◆ Task to complete
Where a line looks odd, keep it as it is and transcribe all the material.
::: Records :::
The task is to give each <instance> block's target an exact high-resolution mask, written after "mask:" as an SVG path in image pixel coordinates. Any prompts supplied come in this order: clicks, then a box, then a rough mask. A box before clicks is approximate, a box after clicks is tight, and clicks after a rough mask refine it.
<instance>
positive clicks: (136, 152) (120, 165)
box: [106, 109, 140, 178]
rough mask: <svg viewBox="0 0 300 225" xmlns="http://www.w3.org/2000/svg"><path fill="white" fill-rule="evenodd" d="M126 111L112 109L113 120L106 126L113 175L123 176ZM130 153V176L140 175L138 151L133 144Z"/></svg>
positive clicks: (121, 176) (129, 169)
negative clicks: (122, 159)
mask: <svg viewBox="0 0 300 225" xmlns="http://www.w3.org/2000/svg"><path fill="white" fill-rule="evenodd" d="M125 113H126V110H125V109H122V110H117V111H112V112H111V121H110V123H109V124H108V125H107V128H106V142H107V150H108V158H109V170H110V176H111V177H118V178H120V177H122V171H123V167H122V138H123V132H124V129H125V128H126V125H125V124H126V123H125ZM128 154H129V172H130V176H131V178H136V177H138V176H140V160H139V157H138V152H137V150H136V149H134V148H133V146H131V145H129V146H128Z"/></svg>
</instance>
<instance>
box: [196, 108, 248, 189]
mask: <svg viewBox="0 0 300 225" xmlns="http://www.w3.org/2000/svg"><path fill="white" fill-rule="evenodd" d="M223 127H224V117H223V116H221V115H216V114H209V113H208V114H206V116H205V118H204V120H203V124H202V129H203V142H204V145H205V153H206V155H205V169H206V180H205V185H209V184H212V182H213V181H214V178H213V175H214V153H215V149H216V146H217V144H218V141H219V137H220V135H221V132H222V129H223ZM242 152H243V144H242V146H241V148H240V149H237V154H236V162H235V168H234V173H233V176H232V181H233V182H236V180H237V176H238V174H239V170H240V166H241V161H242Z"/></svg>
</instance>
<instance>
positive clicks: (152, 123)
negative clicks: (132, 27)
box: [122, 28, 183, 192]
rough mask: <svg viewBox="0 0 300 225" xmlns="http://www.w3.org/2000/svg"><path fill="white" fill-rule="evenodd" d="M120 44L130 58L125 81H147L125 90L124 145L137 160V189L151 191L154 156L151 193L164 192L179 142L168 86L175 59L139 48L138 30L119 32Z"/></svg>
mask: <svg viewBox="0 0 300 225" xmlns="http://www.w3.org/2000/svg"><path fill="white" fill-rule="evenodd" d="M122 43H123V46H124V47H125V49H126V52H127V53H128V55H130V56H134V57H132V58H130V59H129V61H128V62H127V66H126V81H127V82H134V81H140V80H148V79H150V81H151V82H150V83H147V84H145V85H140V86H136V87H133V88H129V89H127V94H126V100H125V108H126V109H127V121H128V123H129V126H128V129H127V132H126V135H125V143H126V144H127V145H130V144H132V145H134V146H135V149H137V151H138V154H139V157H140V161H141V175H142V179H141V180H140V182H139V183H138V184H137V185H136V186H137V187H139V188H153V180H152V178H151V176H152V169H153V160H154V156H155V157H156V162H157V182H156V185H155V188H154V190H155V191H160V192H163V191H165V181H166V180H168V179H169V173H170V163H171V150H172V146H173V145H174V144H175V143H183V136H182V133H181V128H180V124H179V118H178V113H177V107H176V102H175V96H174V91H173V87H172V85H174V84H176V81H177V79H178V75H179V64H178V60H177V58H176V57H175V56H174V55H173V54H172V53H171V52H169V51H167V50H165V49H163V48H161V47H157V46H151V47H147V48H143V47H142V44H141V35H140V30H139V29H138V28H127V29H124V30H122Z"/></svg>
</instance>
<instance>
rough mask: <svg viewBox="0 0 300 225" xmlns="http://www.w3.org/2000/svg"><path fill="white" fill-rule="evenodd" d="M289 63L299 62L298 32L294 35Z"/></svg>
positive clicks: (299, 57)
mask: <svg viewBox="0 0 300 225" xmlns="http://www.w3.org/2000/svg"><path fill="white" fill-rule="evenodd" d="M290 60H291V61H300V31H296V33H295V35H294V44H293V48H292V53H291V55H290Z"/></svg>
:::
◆ Reply
The task is to give each <instance> block's target an exact high-resolution mask, written after "mask:" as an SVG path in image pixel coordinates. Any prompts supplied come in this order: clicks, then a box, then a rough mask. A box before clicks is approximate, a box after clicks is tight, and clicks after a rough mask refine it.
<instance>
positive clicks: (136, 152) (120, 165)
box: [106, 109, 140, 178]
rough mask: <svg viewBox="0 0 300 225" xmlns="http://www.w3.org/2000/svg"><path fill="white" fill-rule="evenodd" d="M126 111L112 109L113 120L106 126L113 175L123 176ZM130 153V176L140 175L138 151L133 144Z"/></svg>
positive clicks: (121, 176) (129, 169)
negative clicks: (122, 159)
mask: <svg viewBox="0 0 300 225" xmlns="http://www.w3.org/2000/svg"><path fill="white" fill-rule="evenodd" d="M125 113H126V110H125V109H122V110H117V111H112V112H111V121H110V123H109V124H108V125H107V128H106V142H107V150H108V158H109V170H110V176H111V177H118V178H120V177H122V171H123V167H122V138H123V132H124V129H125V128H126V125H125V124H126V123H125ZM128 154H129V172H130V176H131V178H136V177H138V176H140V160H139V157H138V152H137V150H136V149H134V148H133V146H131V145H129V146H128Z"/></svg>
</instance>
<instance>
box: [196, 108, 248, 189]
mask: <svg viewBox="0 0 300 225" xmlns="http://www.w3.org/2000/svg"><path fill="white" fill-rule="evenodd" d="M223 127H224V117H223V116H221V115H216V114H209V113H208V114H206V116H205V118H204V120H203V124H202V129H203V142H204V145H205V153H206V155H205V169H206V180H205V185H209V184H212V182H213V181H214V178H213V175H214V153H215V149H216V146H217V144H218V141H219V137H220V135H221V132H222V129H223ZM242 152H243V144H242V146H241V148H240V149H237V154H236V162H235V168H234V173H233V176H232V181H233V182H236V180H237V176H238V174H239V170H240V166H241V161H242Z"/></svg>
</instance>
<instance>
positive clicks: (152, 123)
negative clicks: (132, 27)
box: [122, 28, 183, 192]
rough mask: <svg viewBox="0 0 300 225" xmlns="http://www.w3.org/2000/svg"><path fill="white" fill-rule="evenodd" d="M120 44L130 58L125 81H147L125 90L124 145L137 160V189L151 191L154 156L151 193L164 192L179 142L168 86L175 59L139 48L138 30L119 32Z"/></svg>
mask: <svg viewBox="0 0 300 225" xmlns="http://www.w3.org/2000/svg"><path fill="white" fill-rule="evenodd" d="M122 43H123V46H124V47H125V49H126V52H127V53H128V55H130V56H134V57H132V58H130V59H129V61H128V62H127V66H126V81H127V82H134V81H140V80H148V79H150V81H151V82H150V83H147V84H145V85H140V86H136V87H133V88H129V89H127V94H126V100H125V108H126V109H127V121H128V123H129V126H128V129H127V132H126V135H125V143H126V144H127V145H130V144H132V145H134V146H135V149H137V151H138V154H139V157H140V161H141V175H142V179H141V180H140V182H139V183H138V184H137V185H136V186H137V187H139V188H153V180H152V178H151V176H152V169H153V160H154V156H155V157H156V162H157V182H156V185H155V188H154V190H155V191H160V192H163V191H165V181H166V180H168V179H169V173H170V163H171V150H172V146H173V145H174V144H175V143H183V136H182V133H181V128H180V124H179V118H178V113H177V107H176V102H175V96H174V91H173V87H172V85H174V84H176V81H177V79H178V75H179V64H178V60H177V58H176V57H175V56H174V55H173V54H172V53H171V52H169V51H167V50H165V49H163V48H161V47H157V46H151V47H147V48H143V47H142V44H141V35H140V30H139V29H138V28H127V29H124V30H122Z"/></svg>
</instance>
<instance>
rough mask: <svg viewBox="0 0 300 225" xmlns="http://www.w3.org/2000/svg"><path fill="white" fill-rule="evenodd" d="M289 63L299 62L298 32L294 35Z"/></svg>
positive clicks: (299, 57)
mask: <svg viewBox="0 0 300 225" xmlns="http://www.w3.org/2000/svg"><path fill="white" fill-rule="evenodd" d="M290 60H291V61H300V31H296V33H295V35H294V44H293V48H292V53H291V55H290Z"/></svg>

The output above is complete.